◆ TO DO: Pull out each line of the listing below that contains the word "grass" and copy those lines in full.

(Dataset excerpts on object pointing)
-- START --

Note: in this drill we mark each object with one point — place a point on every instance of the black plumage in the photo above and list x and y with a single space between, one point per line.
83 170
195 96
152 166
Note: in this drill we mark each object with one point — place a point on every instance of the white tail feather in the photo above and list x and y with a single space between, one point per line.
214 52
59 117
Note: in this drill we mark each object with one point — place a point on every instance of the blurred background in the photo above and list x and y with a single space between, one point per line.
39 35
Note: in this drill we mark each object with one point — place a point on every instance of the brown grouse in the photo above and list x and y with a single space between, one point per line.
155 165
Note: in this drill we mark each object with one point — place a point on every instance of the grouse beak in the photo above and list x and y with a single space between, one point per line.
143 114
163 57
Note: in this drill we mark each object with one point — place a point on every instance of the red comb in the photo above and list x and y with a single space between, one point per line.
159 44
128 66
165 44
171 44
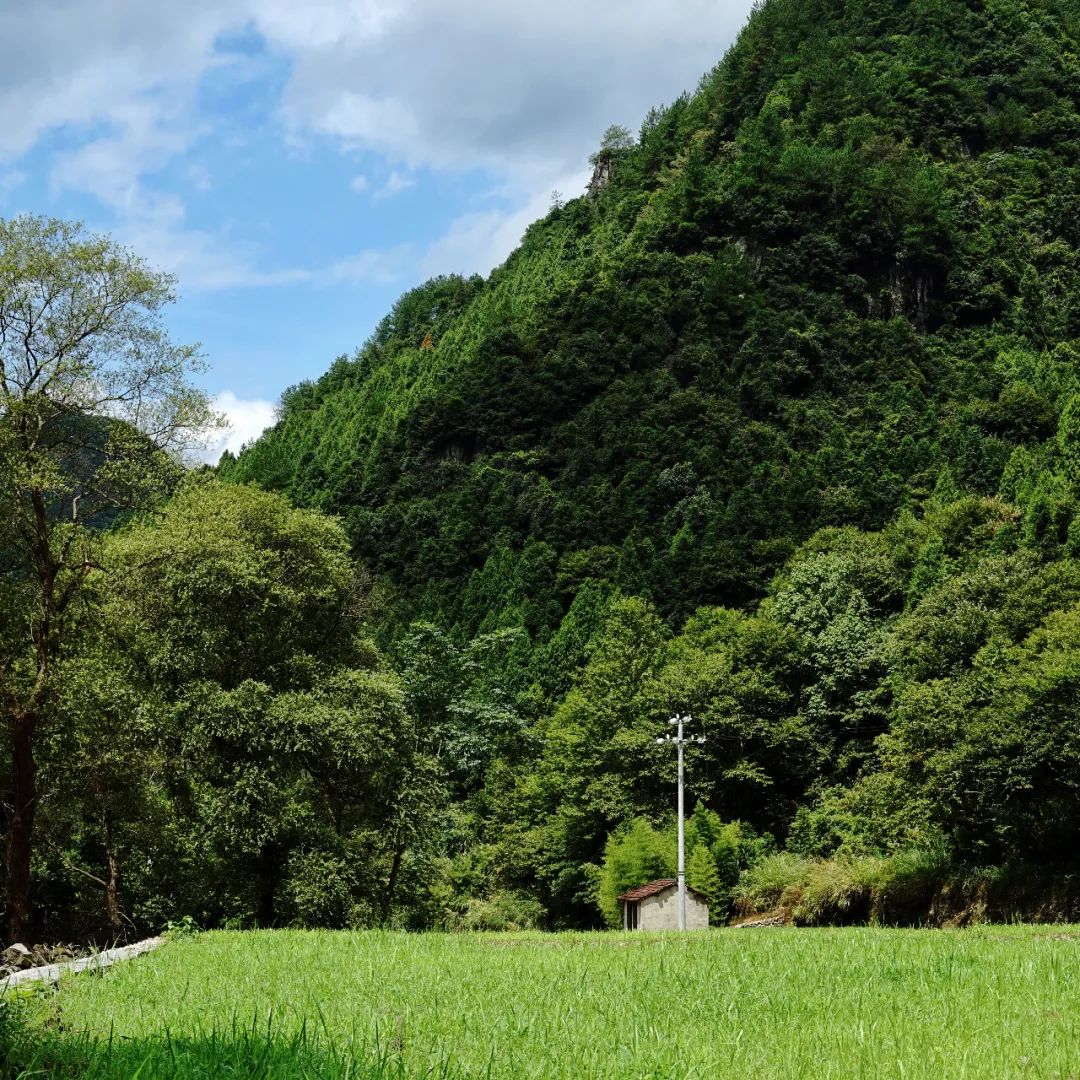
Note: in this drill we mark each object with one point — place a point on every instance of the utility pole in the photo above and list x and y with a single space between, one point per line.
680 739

-- END --
-- START --

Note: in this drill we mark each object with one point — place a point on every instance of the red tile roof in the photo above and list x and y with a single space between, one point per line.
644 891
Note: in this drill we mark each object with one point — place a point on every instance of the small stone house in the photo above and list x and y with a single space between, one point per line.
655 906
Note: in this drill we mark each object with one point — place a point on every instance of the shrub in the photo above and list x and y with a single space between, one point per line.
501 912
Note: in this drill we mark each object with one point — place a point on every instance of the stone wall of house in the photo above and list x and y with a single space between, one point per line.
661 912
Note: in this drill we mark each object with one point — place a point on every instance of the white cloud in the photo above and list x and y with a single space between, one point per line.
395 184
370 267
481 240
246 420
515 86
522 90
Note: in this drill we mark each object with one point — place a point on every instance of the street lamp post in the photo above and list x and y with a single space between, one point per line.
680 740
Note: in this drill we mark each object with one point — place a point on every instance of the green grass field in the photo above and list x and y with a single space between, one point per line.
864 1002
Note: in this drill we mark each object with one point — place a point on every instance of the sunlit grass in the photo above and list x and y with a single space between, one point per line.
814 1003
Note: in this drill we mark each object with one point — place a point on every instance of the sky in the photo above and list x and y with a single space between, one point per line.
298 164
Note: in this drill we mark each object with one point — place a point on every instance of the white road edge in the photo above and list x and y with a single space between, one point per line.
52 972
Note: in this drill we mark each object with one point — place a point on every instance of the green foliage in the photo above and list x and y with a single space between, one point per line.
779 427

-- END --

◆ SOLUTION TO THE EXERCISE:
Note: in this drill we mark each object with one point — place a point on every instance of the green grass field in the photo above and list x and y with a single space between, one point per line.
Note: in this drill we mark each object with one point — place a point on every instance of the sunlit grass in the photo above and list x and y with a single space between, one point per line.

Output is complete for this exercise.